» DATA SUPPLIED

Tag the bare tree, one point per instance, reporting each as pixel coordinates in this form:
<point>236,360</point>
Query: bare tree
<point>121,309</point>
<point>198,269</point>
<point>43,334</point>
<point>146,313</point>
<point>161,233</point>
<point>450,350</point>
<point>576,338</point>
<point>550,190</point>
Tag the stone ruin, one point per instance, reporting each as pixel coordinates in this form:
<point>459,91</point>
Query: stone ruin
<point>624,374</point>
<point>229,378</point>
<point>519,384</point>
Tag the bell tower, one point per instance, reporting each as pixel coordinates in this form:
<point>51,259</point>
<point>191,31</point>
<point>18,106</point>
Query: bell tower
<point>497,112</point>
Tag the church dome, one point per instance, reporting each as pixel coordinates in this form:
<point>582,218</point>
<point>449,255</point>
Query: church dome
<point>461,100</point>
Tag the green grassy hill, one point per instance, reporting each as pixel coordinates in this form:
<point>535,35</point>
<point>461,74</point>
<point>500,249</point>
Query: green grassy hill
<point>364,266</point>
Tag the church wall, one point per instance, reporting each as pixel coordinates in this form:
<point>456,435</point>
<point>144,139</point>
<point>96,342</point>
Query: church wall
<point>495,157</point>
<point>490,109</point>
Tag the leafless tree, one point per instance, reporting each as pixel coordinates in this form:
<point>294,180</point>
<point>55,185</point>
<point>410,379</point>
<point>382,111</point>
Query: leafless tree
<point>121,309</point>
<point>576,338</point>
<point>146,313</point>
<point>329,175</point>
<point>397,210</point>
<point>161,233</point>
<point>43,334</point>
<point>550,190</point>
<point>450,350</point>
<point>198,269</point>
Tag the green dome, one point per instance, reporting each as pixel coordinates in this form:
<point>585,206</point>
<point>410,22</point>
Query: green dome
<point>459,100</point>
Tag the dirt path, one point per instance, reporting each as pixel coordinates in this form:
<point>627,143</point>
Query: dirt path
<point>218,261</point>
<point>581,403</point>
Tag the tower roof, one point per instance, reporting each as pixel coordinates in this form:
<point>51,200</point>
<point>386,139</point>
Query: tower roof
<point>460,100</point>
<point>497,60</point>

» WHAT NEEDS TO BE DONE
Print out the full listing above, word for word.

» ANSWER SECTION
Tag the bare tree, one point per instance, reporting each as pixel coordinates in this form:
<point>236,360</point>
Query: bare tree
<point>121,309</point>
<point>198,269</point>
<point>43,334</point>
<point>146,313</point>
<point>161,233</point>
<point>450,350</point>
<point>576,338</point>
<point>550,190</point>
Tag the stone ruin, one point per instance, reporting each as pixel coordinates in this form:
<point>459,91</point>
Query: stone ruin
<point>624,374</point>
<point>229,378</point>
<point>519,384</point>
Tag the bell tower, one point per instance, reporting each as pixel coordinates in this form:
<point>51,259</point>
<point>191,31</point>
<point>18,106</point>
Query: bell tower
<point>497,112</point>
Tag the church dome, one point per instance, reporting each as pixel coordinates in this form:
<point>582,218</point>
<point>449,255</point>
Query: church dome
<point>461,100</point>
Tag the green grassy hill, one point per instance, reporting each as pixel coordinates in this form:
<point>535,35</point>
<point>461,74</point>
<point>500,249</point>
Query: green grassy hill
<point>364,266</point>
Tag the church wall, one point per instance, reporting each as pixel coordinates in this form:
<point>456,435</point>
<point>144,139</point>
<point>96,342</point>
Query: church wall
<point>495,157</point>
<point>490,109</point>
Tag the leafless tree, one point per instance, reporting each as pixel coordinates in this form:
<point>294,180</point>
<point>55,185</point>
<point>410,379</point>
<point>382,111</point>
Query: leafless tree
<point>121,309</point>
<point>576,338</point>
<point>146,313</point>
<point>329,175</point>
<point>397,210</point>
<point>161,233</point>
<point>43,334</point>
<point>550,190</point>
<point>450,350</point>
<point>198,269</point>
Tag the green dome, one point per instance, reporting each as pixel coordinates in this form:
<point>585,206</point>
<point>410,22</point>
Query: green dome
<point>459,100</point>
Tag the dirt path, one point per instance, reporting each as pixel coordinates in this form:
<point>627,143</point>
Query: dirt path
<point>218,261</point>
<point>581,403</point>
Tag the tower roof, one point per instance, reporting each as pixel coordinates in this form:
<point>51,200</point>
<point>386,139</point>
Query: tower roof
<point>460,100</point>
<point>497,60</point>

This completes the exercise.